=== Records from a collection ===
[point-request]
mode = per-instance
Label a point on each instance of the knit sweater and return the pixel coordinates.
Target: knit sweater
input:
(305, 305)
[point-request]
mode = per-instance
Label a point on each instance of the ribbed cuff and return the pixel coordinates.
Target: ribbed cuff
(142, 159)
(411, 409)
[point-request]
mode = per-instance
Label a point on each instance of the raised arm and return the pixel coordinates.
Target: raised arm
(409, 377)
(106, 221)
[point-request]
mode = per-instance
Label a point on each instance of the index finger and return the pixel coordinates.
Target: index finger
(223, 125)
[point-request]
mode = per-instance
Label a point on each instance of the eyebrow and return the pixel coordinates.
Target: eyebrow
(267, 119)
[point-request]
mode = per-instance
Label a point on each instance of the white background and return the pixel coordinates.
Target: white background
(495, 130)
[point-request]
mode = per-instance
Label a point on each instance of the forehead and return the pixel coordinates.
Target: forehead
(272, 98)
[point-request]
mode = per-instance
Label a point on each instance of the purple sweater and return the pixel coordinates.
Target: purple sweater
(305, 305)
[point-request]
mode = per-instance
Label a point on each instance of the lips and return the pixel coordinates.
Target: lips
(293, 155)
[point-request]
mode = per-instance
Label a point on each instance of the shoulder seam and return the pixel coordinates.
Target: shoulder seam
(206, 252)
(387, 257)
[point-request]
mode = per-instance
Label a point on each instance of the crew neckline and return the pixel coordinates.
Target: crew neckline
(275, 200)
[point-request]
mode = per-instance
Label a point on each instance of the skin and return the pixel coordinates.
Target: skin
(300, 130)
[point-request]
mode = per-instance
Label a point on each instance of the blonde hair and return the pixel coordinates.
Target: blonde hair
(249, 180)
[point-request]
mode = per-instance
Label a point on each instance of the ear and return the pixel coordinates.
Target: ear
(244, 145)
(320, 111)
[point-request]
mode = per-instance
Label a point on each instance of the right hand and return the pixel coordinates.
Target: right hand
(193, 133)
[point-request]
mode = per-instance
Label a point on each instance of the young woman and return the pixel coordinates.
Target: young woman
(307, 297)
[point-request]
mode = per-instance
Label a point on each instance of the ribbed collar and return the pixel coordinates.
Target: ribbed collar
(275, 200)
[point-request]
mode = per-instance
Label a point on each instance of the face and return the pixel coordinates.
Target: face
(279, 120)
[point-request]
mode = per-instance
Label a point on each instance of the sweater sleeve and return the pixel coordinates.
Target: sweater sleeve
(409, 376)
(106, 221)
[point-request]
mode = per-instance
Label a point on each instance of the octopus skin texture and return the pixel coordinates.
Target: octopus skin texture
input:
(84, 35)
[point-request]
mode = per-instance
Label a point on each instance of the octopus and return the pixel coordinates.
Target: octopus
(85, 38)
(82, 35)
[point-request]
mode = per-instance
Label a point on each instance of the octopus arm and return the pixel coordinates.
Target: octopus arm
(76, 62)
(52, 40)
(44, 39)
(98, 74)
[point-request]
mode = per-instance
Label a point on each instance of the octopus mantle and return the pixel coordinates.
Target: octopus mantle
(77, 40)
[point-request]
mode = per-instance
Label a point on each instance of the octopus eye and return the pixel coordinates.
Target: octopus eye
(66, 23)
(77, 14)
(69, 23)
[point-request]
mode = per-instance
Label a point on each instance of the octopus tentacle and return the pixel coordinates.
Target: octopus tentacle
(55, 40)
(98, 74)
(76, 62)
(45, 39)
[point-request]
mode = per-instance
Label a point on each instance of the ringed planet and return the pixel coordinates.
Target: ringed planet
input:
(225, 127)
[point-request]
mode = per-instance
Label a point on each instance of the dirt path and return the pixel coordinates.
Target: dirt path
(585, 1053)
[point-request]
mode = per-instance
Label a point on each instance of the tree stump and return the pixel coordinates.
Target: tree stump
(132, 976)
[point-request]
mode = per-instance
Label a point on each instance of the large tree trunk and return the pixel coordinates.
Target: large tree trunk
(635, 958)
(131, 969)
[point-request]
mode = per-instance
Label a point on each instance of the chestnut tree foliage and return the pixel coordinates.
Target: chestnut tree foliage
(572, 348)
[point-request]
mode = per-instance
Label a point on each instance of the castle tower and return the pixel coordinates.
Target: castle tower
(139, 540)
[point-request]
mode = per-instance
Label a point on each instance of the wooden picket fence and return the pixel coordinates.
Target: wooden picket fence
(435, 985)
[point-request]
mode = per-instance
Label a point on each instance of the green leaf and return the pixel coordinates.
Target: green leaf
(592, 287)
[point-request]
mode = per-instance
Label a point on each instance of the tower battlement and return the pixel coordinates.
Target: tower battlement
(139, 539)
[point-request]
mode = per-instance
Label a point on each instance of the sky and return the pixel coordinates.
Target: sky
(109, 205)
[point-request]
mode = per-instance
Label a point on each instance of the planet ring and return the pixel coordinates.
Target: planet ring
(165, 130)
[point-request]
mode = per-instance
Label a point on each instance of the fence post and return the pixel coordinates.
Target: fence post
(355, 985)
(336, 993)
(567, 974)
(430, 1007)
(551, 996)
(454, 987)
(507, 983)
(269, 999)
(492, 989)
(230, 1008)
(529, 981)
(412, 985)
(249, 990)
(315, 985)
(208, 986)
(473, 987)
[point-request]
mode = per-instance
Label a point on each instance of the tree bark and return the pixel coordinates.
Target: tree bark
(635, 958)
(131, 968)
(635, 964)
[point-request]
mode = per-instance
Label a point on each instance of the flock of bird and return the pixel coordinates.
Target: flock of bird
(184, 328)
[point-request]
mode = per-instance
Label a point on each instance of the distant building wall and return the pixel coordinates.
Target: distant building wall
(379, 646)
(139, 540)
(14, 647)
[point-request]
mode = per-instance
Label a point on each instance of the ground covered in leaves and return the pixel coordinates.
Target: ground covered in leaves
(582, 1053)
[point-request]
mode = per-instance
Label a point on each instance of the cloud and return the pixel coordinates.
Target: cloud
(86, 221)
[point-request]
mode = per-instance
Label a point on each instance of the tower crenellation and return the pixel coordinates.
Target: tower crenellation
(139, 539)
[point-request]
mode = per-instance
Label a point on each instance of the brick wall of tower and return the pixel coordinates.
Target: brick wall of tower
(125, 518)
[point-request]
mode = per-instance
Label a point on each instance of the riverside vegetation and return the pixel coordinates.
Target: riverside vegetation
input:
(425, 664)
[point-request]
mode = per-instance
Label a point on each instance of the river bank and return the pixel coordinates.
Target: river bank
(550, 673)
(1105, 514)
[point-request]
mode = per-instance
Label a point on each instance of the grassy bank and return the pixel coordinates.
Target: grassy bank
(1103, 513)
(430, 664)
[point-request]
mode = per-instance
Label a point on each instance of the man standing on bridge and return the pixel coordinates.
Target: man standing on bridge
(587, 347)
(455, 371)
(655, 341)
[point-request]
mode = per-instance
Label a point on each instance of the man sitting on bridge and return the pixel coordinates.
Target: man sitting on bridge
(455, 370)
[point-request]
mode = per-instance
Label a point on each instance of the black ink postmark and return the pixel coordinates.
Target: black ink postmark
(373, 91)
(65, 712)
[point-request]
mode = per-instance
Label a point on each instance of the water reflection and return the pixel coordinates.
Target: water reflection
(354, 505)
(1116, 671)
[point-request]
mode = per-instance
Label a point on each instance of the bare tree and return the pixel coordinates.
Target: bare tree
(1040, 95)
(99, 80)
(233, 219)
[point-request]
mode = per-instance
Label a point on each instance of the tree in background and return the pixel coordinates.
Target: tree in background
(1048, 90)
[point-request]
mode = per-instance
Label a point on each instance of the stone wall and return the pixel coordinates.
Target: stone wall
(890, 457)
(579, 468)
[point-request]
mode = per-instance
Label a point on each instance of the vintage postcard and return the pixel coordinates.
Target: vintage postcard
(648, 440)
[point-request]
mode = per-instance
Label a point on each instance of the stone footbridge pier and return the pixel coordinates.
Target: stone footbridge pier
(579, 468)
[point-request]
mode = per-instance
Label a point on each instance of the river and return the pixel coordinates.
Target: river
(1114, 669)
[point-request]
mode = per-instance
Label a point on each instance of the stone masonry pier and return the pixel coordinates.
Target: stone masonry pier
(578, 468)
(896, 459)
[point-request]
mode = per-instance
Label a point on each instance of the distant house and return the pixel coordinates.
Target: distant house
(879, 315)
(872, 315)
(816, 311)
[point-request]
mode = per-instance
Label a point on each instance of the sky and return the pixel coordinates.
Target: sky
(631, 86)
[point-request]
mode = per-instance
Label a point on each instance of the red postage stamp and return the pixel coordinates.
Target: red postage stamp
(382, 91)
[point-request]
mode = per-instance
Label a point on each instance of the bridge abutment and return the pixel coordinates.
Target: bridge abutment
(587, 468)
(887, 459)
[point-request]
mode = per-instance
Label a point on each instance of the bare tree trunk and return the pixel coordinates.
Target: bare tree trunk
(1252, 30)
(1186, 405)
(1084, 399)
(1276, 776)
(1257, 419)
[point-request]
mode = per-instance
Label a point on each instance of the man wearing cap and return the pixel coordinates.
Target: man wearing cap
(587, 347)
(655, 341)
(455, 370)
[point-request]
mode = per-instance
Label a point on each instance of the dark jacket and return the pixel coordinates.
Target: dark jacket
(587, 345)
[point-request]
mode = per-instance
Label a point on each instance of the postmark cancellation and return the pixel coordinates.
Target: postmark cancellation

=== TO DO ===
In the entries above, how many lines hold the word "cancellation"? State the number and nothing else.

=== EXPECTED ANSWER ===
2